By Guido Calderón.
In an effort to increase domestic tourism, the government eliminated the entrance fee to Ecuador's forty-seven protected areas months ago. These areas are characterized by their scenic beauty, biodiversity and endemism, making them very attractive destinations. However, this increase is worsening the problems that already existed due to overcrowding and lack of control; thus, with the exemption of the fee, the structures are collapsing.
For example, the Chimborazo Wildlife Reserve registers 56,000 tourists a year and only has four toilets. The garbage dumps had to be removed because the park rangers were not able to remove so much garbage and now the only thing that is done is to instruct the visitor to take it with them.
The Llanganates National Park, which received 3,000 visitors in 2011, has already exceeded 2,000 in the first four months of this year, which has park rangers in a bind, as they foresee major environmental impacts that are difficult to reverse in these sensitive and fragile areas with an endemic species that, once affected, the damage is irreversible.
In the Sangay-Llanganates Ecological Corridor alone, there are more than five hundred species of birds and one hundred and ninety endemic plants, while in the Galapagos there are ninety species of birds and one hundred and eighty species of plants. This shows that we have very valuable genetic treasures on the continent, which are unprotected and now face a dangerous overload of visitors.
The Atillo – 9 de Octubre highway, part of the famous Guamote – Macas, could have been the greatest natural attraction in continental Ecuador, as it crosses the heart of the Sangay National Park, a World Natural Heritage Site. Today it is completely invaded and deforested. It is the most savage and terrible ecological disaster that we have committed in the last decade. No one was supposed to live there and there are already entire villages that live off logging and hunting.
The income received by protected areas is meager and their poorly equipped park rangers can do little in the face of the permanent invasion of ranches, peasants and indigenous communities by cattle ranchers, a prelude to the felling of forests and then crops, systematically destroying the moors, water sources and Andean slopes, which causes flooding on the coast and in the Amazon.
The management of protected areas is not changing. A Ministry of the Environment with paltry income, few staff, and an obsolete legal framework is unable to stop the invasion, colonization, destruction of forests, illegal fishing and hunting, and now they are faced with an avalanche of national visitors with no prior education or environmental awareness.

▶ **Work instruction A**
Rewrite the stretch of the piece on Ecuador's protected areas from "For example, the" through "damage is irreversible.", replacing "park rangers" with "wardens".
▶ **Work instruction B**
According to the piece on Ecuador's protected areas, are these statements correct? (i) The Chimborazo Wildlife Reserve has only four toilets. (ii) The Llanganates National Park received 3,000 visitors in the first four months of this year. (iii) The Galapagos has more bird species than the Sangay-Llanganates Ecological Corridor.
The listing that comes after this piece has no connection to it.

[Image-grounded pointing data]
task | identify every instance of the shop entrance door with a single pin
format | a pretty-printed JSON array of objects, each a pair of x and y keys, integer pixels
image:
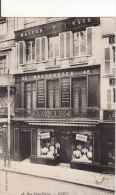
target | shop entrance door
[
  {"x": 65, "y": 148},
  {"x": 25, "y": 144}
]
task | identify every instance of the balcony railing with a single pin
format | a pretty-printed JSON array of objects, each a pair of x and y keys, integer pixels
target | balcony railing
[{"x": 57, "y": 113}]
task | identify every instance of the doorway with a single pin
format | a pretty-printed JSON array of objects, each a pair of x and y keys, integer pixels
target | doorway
[{"x": 25, "y": 144}]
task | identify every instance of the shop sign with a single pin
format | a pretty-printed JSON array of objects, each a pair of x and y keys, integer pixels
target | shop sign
[
  {"x": 81, "y": 137},
  {"x": 109, "y": 115},
  {"x": 54, "y": 114},
  {"x": 111, "y": 81},
  {"x": 57, "y": 27},
  {"x": 45, "y": 135}
]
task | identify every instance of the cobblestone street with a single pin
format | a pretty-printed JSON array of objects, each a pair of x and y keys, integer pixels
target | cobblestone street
[{"x": 20, "y": 184}]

▶ **Task answer A**
For example, the Chimborazo Wildlife Reserve registers 56,000 tourists a year and only has four toilets. The garbage dumps had to be removed because the wardens were not able to remove so much garbage and now the only thing that is done is to instruct the visitor to take it with them.
The Llanganates National Park, which received 3,000 visitors in 2011, has already exceeded 2,000 in the first four months of this year, which has wardens in a bind, as they foresee major environmental impacts that are difficult to reverse in these sensitive and fragile areas with an endemic species that, once affected, the damage is irreversible.

▶ **Task answer B**
(i) Yes: "the Chimborazo Wildlife Reserve registers 56,000 tourists a year and only has four toilets."
(ii) No: "which received 3,000 visitors in 2011, has already exceeded 2,000 in the first four months of this year."
(iii) No: "In the Sangay-Llanganates Ecological Corridor alone, there are more than five hundred species of birds and one hundred and ninety endemic plants, while in the Galapagos there are ninety species of birds."